#### [WHAT TO WORK ON]
What's wanted is each entry repeated verbatim, minus its images.

#### [DATA TO PROCESS]
====

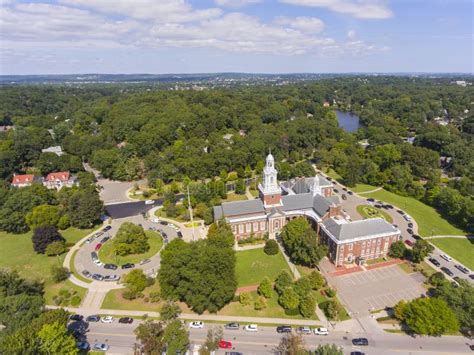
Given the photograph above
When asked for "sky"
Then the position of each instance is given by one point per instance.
(252, 36)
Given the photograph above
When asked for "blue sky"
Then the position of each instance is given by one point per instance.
(264, 36)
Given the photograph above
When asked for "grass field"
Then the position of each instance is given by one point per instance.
(460, 249)
(253, 265)
(372, 212)
(428, 219)
(106, 253)
(273, 309)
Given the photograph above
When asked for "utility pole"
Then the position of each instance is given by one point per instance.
(191, 214)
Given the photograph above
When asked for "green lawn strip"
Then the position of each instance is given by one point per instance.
(107, 256)
(253, 265)
(367, 211)
(273, 309)
(74, 271)
(361, 188)
(428, 219)
(461, 249)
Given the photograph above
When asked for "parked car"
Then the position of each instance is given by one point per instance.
(94, 318)
(83, 345)
(76, 317)
(126, 320)
(447, 271)
(100, 347)
(360, 341)
(225, 344)
(462, 269)
(321, 331)
(196, 325)
(232, 326)
(304, 330)
(284, 329)
(446, 257)
(97, 277)
(434, 262)
(251, 328)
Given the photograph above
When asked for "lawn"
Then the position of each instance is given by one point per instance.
(253, 265)
(273, 309)
(367, 211)
(428, 219)
(460, 249)
(107, 256)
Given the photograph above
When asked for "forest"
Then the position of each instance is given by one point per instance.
(419, 133)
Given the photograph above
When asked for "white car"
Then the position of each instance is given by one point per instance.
(251, 328)
(446, 257)
(107, 319)
(321, 331)
(196, 325)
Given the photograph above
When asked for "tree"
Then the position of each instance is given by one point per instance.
(397, 249)
(169, 311)
(271, 247)
(135, 280)
(302, 243)
(291, 344)
(213, 338)
(289, 298)
(130, 239)
(283, 281)
(308, 306)
(59, 273)
(328, 349)
(265, 288)
(55, 339)
(42, 216)
(430, 316)
(56, 248)
(44, 236)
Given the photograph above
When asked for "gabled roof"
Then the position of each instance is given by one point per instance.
(343, 230)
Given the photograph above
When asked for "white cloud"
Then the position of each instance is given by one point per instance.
(157, 10)
(304, 24)
(236, 3)
(363, 9)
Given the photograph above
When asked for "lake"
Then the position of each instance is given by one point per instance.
(348, 121)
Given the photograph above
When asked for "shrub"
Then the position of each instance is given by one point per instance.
(245, 298)
(271, 247)
(260, 303)
(59, 273)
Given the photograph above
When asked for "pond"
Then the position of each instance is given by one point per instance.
(348, 121)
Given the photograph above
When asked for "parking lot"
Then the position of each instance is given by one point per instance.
(375, 289)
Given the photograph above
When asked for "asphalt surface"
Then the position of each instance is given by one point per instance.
(121, 339)
(83, 260)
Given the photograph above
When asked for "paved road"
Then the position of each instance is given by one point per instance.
(121, 339)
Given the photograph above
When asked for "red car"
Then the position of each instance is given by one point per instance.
(225, 344)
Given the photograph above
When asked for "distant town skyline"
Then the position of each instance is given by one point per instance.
(248, 36)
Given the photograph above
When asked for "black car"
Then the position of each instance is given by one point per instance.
(462, 269)
(434, 261)
(110, 266)
(126, 320)
(94, 318)
(76, 317)
(360, 341)
(447, 271)
(232, 326)
(284, 329)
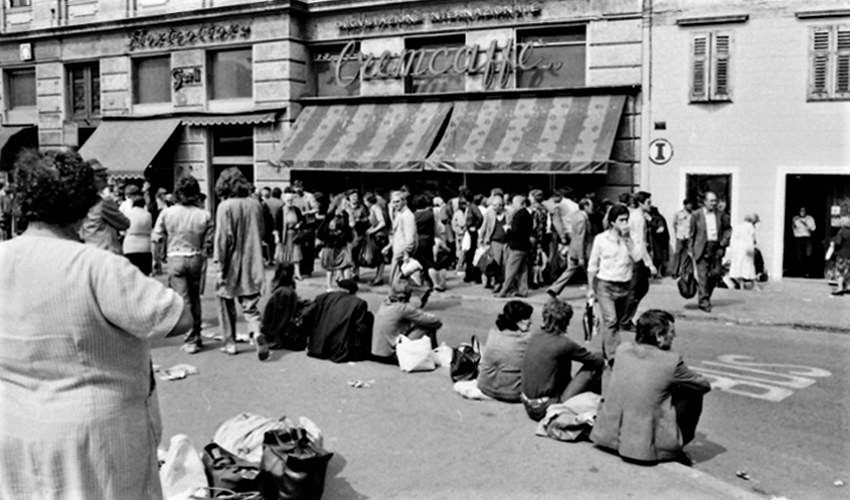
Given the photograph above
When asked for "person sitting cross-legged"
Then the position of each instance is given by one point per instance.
(396, 317)
(652, 402)
(547, 366)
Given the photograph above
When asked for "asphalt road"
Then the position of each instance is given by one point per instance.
(786, 427)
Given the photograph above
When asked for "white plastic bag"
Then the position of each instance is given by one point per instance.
(243, 434)
(415, 355)
(182, 474)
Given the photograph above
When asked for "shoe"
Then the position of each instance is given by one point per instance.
(262, 348)
(229, 347)
(190, 348)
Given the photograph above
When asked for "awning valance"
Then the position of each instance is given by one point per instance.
(240, 119)
(127, 147)
(392, 136)
(569, 134)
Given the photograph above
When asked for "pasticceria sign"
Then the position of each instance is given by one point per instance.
(496, 62)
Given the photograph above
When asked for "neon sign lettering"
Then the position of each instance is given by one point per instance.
(495, 62)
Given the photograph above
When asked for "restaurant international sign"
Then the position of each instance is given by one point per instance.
(496, 63)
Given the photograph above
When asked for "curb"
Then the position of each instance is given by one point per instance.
(724, 489)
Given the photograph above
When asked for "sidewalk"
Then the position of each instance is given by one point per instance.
(792, 303)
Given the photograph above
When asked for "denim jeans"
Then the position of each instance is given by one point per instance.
(613, 298)
(184, 277)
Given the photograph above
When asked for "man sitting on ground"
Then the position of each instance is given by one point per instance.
(397, 317)
(652, 402)
(339, 325)
(547, 366)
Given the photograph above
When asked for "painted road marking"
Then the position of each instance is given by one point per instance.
(737, 374)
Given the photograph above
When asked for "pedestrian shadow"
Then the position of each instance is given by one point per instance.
(701, 449)
(337, 486)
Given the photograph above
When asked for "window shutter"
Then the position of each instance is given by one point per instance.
(721, 50)
(699, 68)
(842, 63)
(819, 82)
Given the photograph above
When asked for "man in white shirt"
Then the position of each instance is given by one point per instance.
(803, 225)
(644, 268)
(609, 273)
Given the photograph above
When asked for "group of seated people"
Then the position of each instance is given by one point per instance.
(651, 401)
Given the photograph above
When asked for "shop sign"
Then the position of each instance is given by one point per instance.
(390, 22)
(496, 62)
(186, 77)
(173, 37)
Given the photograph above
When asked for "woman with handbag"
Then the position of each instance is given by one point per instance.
(79, 413)
(288, 235)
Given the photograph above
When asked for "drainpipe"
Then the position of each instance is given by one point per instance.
(646, 93)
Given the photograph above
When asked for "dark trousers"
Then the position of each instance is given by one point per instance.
(679, 256)
(708, 272)
(142, 260)
(640, 287)
(803, 250)
(185, 277)
(688, 406)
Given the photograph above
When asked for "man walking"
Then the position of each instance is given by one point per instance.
(579, 247)
(610, 271)
(519, 239)
(709, 237)
(802, 225)
(682, 230)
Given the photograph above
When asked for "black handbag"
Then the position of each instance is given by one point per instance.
(229, 472)
(293, 466)
(465, 359)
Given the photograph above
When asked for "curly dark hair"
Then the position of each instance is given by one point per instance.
(513, 312)
(187, 191)
(232, 184)
(56, 187)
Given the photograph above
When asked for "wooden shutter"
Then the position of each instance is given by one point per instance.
(699, 68)
(819, 80)
(721, 49)
(842, 62)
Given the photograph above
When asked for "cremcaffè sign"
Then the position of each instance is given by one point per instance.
(495, 62)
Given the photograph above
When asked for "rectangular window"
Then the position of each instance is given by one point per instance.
(829, 67)
(84, 90)
(710, 70)
(562, 55)
(152, 80)
(21, 85)
(325, 61)
(435, 52)
(230, 74)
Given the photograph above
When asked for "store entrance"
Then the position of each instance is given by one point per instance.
(827, 199)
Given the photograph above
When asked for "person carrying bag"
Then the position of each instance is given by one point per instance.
(293, 465)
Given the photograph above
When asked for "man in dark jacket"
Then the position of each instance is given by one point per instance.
(339, 325)
(519, 245)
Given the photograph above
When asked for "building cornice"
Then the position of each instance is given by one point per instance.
(124, 24)
(703, 20)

====

#### [RESULT OF THE EXERCISE]
Given the photograph above
When asked for "sky"
Then the position of each instance is given by one point per instance.
(252, 36)
Given the photograph above
When asked for "blue sky"
Then the position of each instance is given by one point per instance.
(264, 36)
Given the photograph above
When asked for "grass field"
Then the position of each instance is given by one point per instance.
(460, 249)
(253, 265)
(372, 212)
(428, 219)
(106, 253)
(273, 309)
Given the photograph above
When asked for "utility pole"
Then the position of each instance is given by one point per instance.
(191, 214)
Given the photograph above
When asked for "green lawn strip"
Then the position of each instance is given by one point per instance.
(107, 256)
(253, 265)
(367, 211)
(273, 309)
(74, 271)
(361, 188)
(428, 219)
(461, 249)
Given the photograph above
When asked for "parked car"
Then the position of each instance is given by one point per instance.
(94, 318)
(83, 345)
(76, 317)
(126, 320)
(447, 271)
(100, 347)
(360, 341)
(225, 344)
(462, 269)
(321, 331)
(196, 325)
(232, 326)
(304, 330)
(284, 329)
(446, 257)
(97, 277)
(434, 262)
(251, 328)
Given the photograph above
When asked for "lawn"
Then the position of each instance is given by one point per instance.
(253, 265)
(273, 309)
(367, 211)
(428, 219)
(460, 249)
(107, 256)
Given the photograph above
When asked for "forest"
Then the position of each instance is given by one point per instance.
(419, 133)
Given the photograph above
When asked for "white car"
Then the position of each instance is given by one point per instance.
(251, 328)
(446, 257)
(107, 319)
(321, 331)
(196, 325)
Given the photograph above
When asked for "tree"
Then the position of each instance is given by one point per instance.
(397, 249)
(169, 311)
(271, 247)
(135, 280)
(302, 243)
(291, 344)
(213, 338)
(289, 298)
(130, 239)
(283, 281)
(308, 306)
(59, 273)
(328, 349)
(265, 288)
(55, 339)
(42, 216)
(430, 316)
(56, 248)
(44, 236)
Given the photograph above
When asked for "gabled roof"
Then the position of each instance is given by one point per instance.
(343, 230)
Given the photograph above
When asked for "white cloud"
Then the position of each instance is given by one point per instance.
(157, 10)
(304, 24)
(236, 3)
(363, 9)
Given the photograph above
When asked for "lake"
Then the position of each instance is given by one point per instance.
(348, 121)
Given the photograph above
When asked for "shrub"
Then the position of each instance is given by one point per instance.
(245, 298)
(271, 247)
(260, 303)
(59, 273)
Given the photograph above
When asked for "pond"
Then the position of each instance is given by one point per instance.
(348, 121)
Given the photograph above
When asked for "parking lot"
Then the position of each instance is given by one point per instance.
(375, 289)
Given the photograph above
When asked for "asphalt surface"
Then the position of each instance is given by one point per instance.
(121, 339)
(83, 260)
Given the photograph above
When asked for "paved road"
Then the position of each instance is given by one point per instance.
(121, 339)
Given the photograph above
When asked for "red car"
Then the position of each instance is given by one point per instance.
(225, 344)
Given the photograph above
When asked for "distant town skyline"
Then the position of each instance is given by one point per instance.
(248, 36)
Given the photograph above
When asked for "black car"
Then the position of each instance is given by one point per instance.
(462, 269)
(434, 261)
(110, 266)
(126, 320)
(94, 318)
(76, 317)
(360, 341)
(447, 271)
(232, 326)
(284, 329)
Given the photograph above
When asked for "person sitting cross-legged"
Then the position of each instance is given by one point per instance.
(396, 317)
(652, 402)
(547, 366)
Given the photograph above
When asked for "asphalt road"
Then the position of each instance is given by one point per instance.
(786, 427)
Given the photograph above
When asked for "white plastic bag"
Then the position of each instance is given by one point per instance.
(243, 434)
(415, 355)
(182, 474)
Given the photograph above
When asked for "shoe"
Then the position of each instance is given by one point per instance.
(262, 348)
(229, 347)
(190, 348)
Given the photograph above
When asked for "awning valance"
Then the position of each instance is given by one point per instance.
(240, 119)
(127, 147)
(392, 136)
(569, 134)
Given the photograph above
When asked for "pasticceria sign"
Then the position of each instance is given by one point per instance.
(496, 62)
Given the photograph above
When asked for "neon sign lettering"
Then the position of each instance is given by one point per instance.
(495, 62)
Given the photograph above
When asked for "restaurant international sign"
Then the position of each instance is given by one point per instance.
(496, 63)
Given the photograph above
When asked for "curb"
Then the position of each instance is given by one point per instance.
(724, 489)
Given the photograph above
When asked for "sidewalk"
Then the position of each instance is given by one point per instance.
(792, 303)
Given the photograph above
When asked for "denim jeans"
Then the position of each instance is given by one point per instance.
(613, 298)
(184, 277)
Given the photograph above
When asked for "man sitting on ground"
Then the position of each instance is given by one point per instance.
(397, 317)
(652, 402)
(339, 325)
(547, 366)
Given the photograph above
When asked for "painted road marking"
Then the position of each instance is given by one point per instance.
(737, 374)
Given the photograph above
When asked for "pedestrian shadow"
Then the position of each instance is given by one point per instance.
(701, 449)
(337, 486)
Given the photograph above
When asked for "window shutter"
Then the position of each instance is given by one point per instance.
(721, 50)
(699, 68)
(842, 63)
(819, 82)
Given the photograph above
When asked for "man in white shirt"
Then the position of each instance is given by one point per instance.
(803, 225)
(644, 268)
(609, 273)
Given the photograph above
When asked for "group of seated people"
Then the position of each instance is given by one point per instance.
(651, 401)
Given the photograph above
When asked for "shop sign"
Then the position of each instance is given by one point per instance.
(390, 22)
(496, 62)
(186, 77)
(173, 37)
Given the photograph above
When asked for "woman with handbag"
Then the position of each instance is given by one point per instance.
(79, 413)
(288, 235)
Given the photograph above
When asked for "drainpipe"
Then the position of each instance is given by one point per instance.
(646, 93)
Given the photograph above
When asked for "dark trousers"
Then the position of each instance is given by one point per instance.
(679, 256)
(708, 272)
(142, 260)
(640, 287)
(803, 250)
(185, 277)
(688, 406)
Given the photograph above
When asked for "man walking"
Then the position of each instance is given by one point per instance.
(579, 247)
(610, 271)
(519, 239)
(709, 237)
(802, 225)
(682, 230)
Given the photograph above
When asked for "black handbag"
Then the position of each instance is given by one point per instance.
(229, 472)
(293, 466)
(465, 359)
Given the photograph above
When asked for "curly dark hair"
Then the position of each instance is given by one point per instance.
(513, 312)
(187, 191)
(232, 184)
(56, 187)
Given the photograph above
When asked for "wooden shutter"
Then the position of each instance is given by one point per instance.
(699, 68)
(819, 80)
(721, 49)
(842, 62)
Given the photograph above
When asked for "cremcaffè sign"
Then the position of each instance is given by one point per instance.
(495, 62)
Given the photograph above
When asked for "rectangular window"
Then the position of each instance is given by one point per instance.
(829, 67)
(84, 90)
(710, 70)
(562, 55)
(152, 80)
(21, 85)
(325, 61)
(435, 52)
(230, 74)
Given the photograph above
When asked for "store entrance"
Then the position of each instance is given by one point per instance.
(827, 199)
Given the photograph above
When asked for "person carrying bag"
Then the position of each instance is given by one point per instance.
(293, 465)
Given the photograph above
When asked for "man in dark jacket"
Then the position of each instance is given by one point per instance.
(339, 325)
(519, 245)
Given the photograph above
When asked for "building cornice"
Then the position of each instance is given by one point per instance.
(124, 24)
(703, 20)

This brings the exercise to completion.